▸ WHAT THE EXERCISE ASKS
Return only the lines starting at the line that contains "For every instance of the black" and ending with the final line of the listing; include both endpoints.

Entries from a dataset
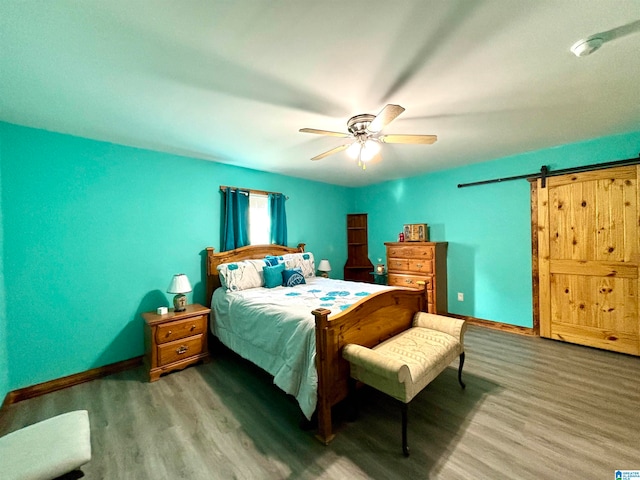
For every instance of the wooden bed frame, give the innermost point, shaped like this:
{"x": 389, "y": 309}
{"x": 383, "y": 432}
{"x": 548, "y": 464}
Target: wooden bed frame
{"x": 368, "y": 322}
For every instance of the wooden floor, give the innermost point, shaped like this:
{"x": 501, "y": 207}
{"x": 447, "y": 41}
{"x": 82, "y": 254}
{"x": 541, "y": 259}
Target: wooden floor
{"x": 532, "y": 409}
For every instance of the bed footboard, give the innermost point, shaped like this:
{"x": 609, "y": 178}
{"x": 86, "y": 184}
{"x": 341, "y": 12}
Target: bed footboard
{"x": 368, "y": 322}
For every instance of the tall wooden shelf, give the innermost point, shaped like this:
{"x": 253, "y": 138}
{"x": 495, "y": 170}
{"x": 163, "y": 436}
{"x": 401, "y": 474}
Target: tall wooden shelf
{"x": 358, "y": 267}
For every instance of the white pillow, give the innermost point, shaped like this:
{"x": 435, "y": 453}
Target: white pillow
{"x": 242, "y": 275}
{"x": 303, "y": 261}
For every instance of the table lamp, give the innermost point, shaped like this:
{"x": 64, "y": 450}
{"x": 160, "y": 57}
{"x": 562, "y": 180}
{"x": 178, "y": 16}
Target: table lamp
{"x": 324, "y": 267}
{"x": 179, "y": 285}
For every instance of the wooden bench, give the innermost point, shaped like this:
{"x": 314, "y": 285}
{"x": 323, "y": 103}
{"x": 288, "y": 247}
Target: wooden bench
{"x": 406, "y": 363}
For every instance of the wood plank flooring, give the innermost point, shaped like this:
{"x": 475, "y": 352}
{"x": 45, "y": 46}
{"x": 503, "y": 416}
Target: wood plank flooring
{"x": 532, "y": 409}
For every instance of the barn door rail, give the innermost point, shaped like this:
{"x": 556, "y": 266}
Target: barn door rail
{"x": 545, "y": 172}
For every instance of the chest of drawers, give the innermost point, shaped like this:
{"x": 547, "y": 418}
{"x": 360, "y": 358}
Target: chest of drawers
{"x": 411, "y": 262}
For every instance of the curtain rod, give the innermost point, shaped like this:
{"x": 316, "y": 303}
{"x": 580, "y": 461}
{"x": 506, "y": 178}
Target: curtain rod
{"x": 545, "y": 172}
{"x": 250, "y": 190}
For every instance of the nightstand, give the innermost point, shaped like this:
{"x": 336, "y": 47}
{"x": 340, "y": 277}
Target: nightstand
{"x": 175, "y": 340}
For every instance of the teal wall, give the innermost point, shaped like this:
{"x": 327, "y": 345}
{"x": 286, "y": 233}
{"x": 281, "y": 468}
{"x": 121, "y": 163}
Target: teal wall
{"x": 4, "y": 360}
{"x": 93, "y": 233}
{"x": 488, "y": 227}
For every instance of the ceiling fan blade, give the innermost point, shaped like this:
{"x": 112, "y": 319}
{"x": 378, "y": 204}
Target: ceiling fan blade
{"x": 324, "y": 132}
{"x": 331, "y": 152}
{"x": 385, "y": 117}
{"x": 416, "y": 139}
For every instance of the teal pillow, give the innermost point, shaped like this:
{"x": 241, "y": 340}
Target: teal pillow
{"x": 273, "y": 275}
{"x": 293, "y": 277}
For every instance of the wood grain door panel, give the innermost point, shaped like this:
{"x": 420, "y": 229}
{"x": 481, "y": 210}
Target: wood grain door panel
{"x": 588, "y": 258}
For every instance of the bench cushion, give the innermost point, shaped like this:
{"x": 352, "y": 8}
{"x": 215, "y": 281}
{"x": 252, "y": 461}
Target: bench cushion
{"x": 404, "y": 364}
{"x": 47, "y": 449}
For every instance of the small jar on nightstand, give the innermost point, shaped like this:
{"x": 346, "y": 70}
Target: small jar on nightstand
{"x": 175, "y": 340}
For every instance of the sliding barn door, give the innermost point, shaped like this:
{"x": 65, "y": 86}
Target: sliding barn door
{"x": 588, "y": 254}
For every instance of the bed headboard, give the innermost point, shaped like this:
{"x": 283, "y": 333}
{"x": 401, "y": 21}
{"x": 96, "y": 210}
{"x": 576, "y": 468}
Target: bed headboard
{"x": 243, "y": 253}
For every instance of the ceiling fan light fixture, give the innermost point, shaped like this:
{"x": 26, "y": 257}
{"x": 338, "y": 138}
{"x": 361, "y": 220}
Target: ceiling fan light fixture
{"x": 370, "y": 149}
{"x": 354, "y": 150}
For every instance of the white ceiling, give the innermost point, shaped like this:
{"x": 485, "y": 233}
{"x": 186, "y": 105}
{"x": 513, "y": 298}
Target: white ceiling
{"x": 233, "y": 81}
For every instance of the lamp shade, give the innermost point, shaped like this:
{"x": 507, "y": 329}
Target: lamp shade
{"x": 324, "y": 265}
{"x": 179, "y": 284}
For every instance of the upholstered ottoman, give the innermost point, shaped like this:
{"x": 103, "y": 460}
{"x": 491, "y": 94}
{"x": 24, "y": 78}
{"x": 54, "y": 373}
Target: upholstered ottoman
{"x": 47, "y": 449}
{"x": 404, "y": 364}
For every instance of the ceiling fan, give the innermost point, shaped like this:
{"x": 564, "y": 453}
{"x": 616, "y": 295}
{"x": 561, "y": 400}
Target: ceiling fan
{"x": 365, "y": 130}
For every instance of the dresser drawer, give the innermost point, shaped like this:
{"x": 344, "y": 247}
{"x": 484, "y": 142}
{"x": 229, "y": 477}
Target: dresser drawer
{"x": 179, "y": 349}
{"x": 422, "y": 266}
{"x": 422, "y": 252}
{"x": 397, "y": 264}
{"x": 400, "y": 280}
{"x": 170, "y": 331}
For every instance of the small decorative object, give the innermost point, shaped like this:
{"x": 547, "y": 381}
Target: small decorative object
{"x": 416, "y": 232}
{"x": 179, "y": 285}
{"x": 324, "y": 267}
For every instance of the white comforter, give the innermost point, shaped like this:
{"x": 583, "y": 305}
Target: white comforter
{"x": 274, "y": 328}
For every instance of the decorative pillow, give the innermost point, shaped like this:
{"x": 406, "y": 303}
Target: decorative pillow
{"x": 273, "y": 275}
{"x": 292, "y": 277}
{"x": 241, "y": 275}
{"x": 303, "y": 261}
{"x": 272, "y": 261}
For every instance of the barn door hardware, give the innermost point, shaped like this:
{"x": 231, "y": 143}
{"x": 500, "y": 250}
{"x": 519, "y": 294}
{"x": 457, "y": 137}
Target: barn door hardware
{"x": 545, "y": 172}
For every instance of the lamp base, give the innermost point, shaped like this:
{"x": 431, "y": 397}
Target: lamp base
{"x": 180, "y": 303}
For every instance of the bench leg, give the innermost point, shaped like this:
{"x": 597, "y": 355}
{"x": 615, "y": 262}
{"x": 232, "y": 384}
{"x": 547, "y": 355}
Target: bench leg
{"x": 460, "y": 371}
{"x": 352, "y": 401}
{"x": 405, "y": 414}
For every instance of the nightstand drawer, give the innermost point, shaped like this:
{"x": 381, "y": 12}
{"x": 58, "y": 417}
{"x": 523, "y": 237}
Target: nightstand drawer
{"x": 179, "y": 350}
{"x": 397, "y": 280}
{"x": 181, "y": 329}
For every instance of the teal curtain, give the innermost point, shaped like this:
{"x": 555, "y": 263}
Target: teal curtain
{"x": 278, "y": 219}
{"x": 236, "y": 219}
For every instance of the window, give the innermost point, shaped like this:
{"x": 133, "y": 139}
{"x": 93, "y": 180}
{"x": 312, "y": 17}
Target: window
{"x": 259, "y": 220}
{"x": 252, "y": 217}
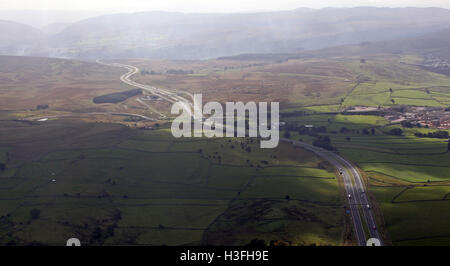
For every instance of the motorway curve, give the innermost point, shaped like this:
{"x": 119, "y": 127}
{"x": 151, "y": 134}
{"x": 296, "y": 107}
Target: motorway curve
{"x": 354, "y": 186}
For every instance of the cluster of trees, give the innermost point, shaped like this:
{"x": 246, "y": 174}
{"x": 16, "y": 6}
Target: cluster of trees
{"x": 437, "y": 134}
{"x": 323, "y": 142}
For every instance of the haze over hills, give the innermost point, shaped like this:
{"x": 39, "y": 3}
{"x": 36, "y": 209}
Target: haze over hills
{"x": 168, "y": 35}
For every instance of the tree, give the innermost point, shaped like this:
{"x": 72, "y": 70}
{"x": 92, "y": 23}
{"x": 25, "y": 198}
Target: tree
{"x": 35, "y": 214}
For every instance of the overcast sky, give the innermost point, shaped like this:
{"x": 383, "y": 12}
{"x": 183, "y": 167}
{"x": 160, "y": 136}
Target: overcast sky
{"x": 205, "y": 5}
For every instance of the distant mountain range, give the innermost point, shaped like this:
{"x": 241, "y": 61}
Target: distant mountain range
{"x": 165, "y": 35}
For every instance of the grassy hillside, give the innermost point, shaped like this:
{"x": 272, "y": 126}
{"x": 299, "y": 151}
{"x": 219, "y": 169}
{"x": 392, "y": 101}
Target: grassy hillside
{"x": 108, "y": 184}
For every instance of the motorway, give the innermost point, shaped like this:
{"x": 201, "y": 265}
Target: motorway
{"x": 354, "y": 186}
{"x": 353, "y": 183}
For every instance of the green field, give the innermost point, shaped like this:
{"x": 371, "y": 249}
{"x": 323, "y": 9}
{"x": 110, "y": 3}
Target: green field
{"x": 408, "y": 176}
{"x": 109, "y": 184}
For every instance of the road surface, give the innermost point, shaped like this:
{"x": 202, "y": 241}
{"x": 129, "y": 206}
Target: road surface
{"x": 353, "y": 186}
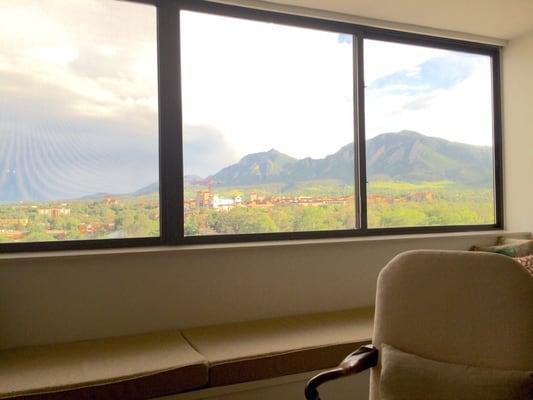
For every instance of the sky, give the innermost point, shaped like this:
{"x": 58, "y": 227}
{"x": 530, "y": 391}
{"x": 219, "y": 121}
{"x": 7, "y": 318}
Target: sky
{"x": 252, "y": 86}
{"x": 79, "y": 108}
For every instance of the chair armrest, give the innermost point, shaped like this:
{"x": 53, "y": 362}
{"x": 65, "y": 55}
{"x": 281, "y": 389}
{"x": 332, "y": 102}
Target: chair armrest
{"x": 363, "y": 358}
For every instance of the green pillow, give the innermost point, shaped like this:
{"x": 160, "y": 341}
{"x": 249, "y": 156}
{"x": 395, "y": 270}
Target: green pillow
{"x": 510, "y": 247}
{"x": 406, "y": 376}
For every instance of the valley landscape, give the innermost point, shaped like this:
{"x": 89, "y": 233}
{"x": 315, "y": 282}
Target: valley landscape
{"x": 413, "y": 180}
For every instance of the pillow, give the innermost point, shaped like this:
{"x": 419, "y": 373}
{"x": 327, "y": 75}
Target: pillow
{"x": 509, "y": 247}
{"x": 406, "y": 376}
{"x": 526, "y": 262}
{"x": 505, "y": 240}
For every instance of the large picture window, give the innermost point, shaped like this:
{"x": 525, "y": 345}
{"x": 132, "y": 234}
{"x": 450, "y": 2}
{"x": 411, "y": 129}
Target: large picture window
{"x": 268, "y": 123}
{"x": 126, "y": 124}
{"x": 78, "y": 121}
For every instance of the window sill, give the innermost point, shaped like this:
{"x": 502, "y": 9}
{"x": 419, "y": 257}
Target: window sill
{"x": 250, "y": 245}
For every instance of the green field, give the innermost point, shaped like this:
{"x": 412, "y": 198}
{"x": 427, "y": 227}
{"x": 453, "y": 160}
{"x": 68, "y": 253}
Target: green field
{"x": 390, "y": 204}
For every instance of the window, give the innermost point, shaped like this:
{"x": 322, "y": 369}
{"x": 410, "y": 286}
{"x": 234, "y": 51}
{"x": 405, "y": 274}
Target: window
{"x": 125, "y": 124}
{"x": 78, "y": 121}
{"x": 429, "y": 131}
{"x": 268, "y": 123}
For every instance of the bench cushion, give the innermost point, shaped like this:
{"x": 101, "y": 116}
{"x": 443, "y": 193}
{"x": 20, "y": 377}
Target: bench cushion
{"x": 133, "y": 367}
{"x": 248, "y": 351}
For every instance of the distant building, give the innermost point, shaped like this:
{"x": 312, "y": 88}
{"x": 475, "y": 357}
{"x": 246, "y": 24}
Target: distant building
{"x": 202, "y": 199}
{"x": 54, "y": 212}
{"x": 220, "y": 203}
{"x": 14, "y": 221}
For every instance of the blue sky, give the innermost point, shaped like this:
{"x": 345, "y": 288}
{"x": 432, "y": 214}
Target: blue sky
{"x": 79, "y": 101}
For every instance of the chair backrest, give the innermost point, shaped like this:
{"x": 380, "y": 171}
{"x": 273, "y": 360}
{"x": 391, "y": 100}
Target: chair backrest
{"x": 455, "y": 306}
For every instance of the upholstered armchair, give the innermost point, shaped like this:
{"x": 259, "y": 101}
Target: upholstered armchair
{"x": 448, "y": 325}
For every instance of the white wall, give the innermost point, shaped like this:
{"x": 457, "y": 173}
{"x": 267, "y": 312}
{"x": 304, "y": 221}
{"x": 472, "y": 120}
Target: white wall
{"x": 518, "y": 128}
{"x": 45, "y": 299}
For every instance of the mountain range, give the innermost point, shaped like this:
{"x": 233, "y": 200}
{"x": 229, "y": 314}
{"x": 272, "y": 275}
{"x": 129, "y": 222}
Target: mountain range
{"x": 404, "y": 156}
{"x": 56, "y": 170}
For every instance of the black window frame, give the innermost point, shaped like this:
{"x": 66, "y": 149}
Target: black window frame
{"x": 171, "y": 144}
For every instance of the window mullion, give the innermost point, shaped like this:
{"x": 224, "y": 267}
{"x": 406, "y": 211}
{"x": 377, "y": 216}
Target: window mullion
{"x": 171, "y": 163}
{"x": 360, "y": 141}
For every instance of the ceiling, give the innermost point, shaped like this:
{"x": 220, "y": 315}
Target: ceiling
{"x": 502, "y": 19}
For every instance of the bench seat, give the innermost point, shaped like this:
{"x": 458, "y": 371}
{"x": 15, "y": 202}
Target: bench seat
{"x": 248, "y": 351}
{"x": 133, "y": 367}
{"x": 159, "y": 364}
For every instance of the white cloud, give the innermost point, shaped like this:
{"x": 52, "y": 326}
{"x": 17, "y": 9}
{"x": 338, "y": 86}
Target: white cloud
{"x": 462, "y": 112}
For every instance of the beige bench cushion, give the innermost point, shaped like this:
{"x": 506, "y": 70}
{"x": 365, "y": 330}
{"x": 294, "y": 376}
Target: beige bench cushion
{"x": 140, "y": 366}
{"x": 247, "y": 351}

▸ SOLUTION TO THIS EXERCISE
For every instance of the black window frame, give the innermost point, shaped like this:
{"x": 66, "y": 149}
Target: black window frame
{"x": 171, "y": 144}
For every instance of the window mullion, give the innermost point, shaped like this:
{"x": 224, "y": 267}
{"x": 406, "y": 211}
{"x": 377, "y": 216}
Target: window mullion
{"x": 171, "y": 163}
{"x": 360, "y": 141}
For every instance of the ceiling, give the innermost point, shaped like this:
{"x": 220, "y": 315}
Target: ceiling
{"x": 502, "y": 19}
For every instance of the bench seat, give the innermost point, shaped like this:
{"x": 458, "y": 371}
{"x": 15, "y": 202}
Target: bench seat
{"x": 248, "y": 351}
{"x": 133, "y": 367}
{"x": 159, "y": 364}
For every instance of the white cloud, give the innermost point, shaped like this:
{"x": 52, "y": 326}
{"x": 17, "y": 9}
{"x": 338, "y": 86}
Target: white cloud
{"x": 462, "y": 112}
For every instance of the beige bench cushion, give the innermost point, shaped like this:
{"x": 506, "y": 70}
{"x": 365, "y": 330}
{"x": 294, "y": 376}
Target: beige bench cushion
{"x": 140, "y": 366}
{"x": 247, "y": 351}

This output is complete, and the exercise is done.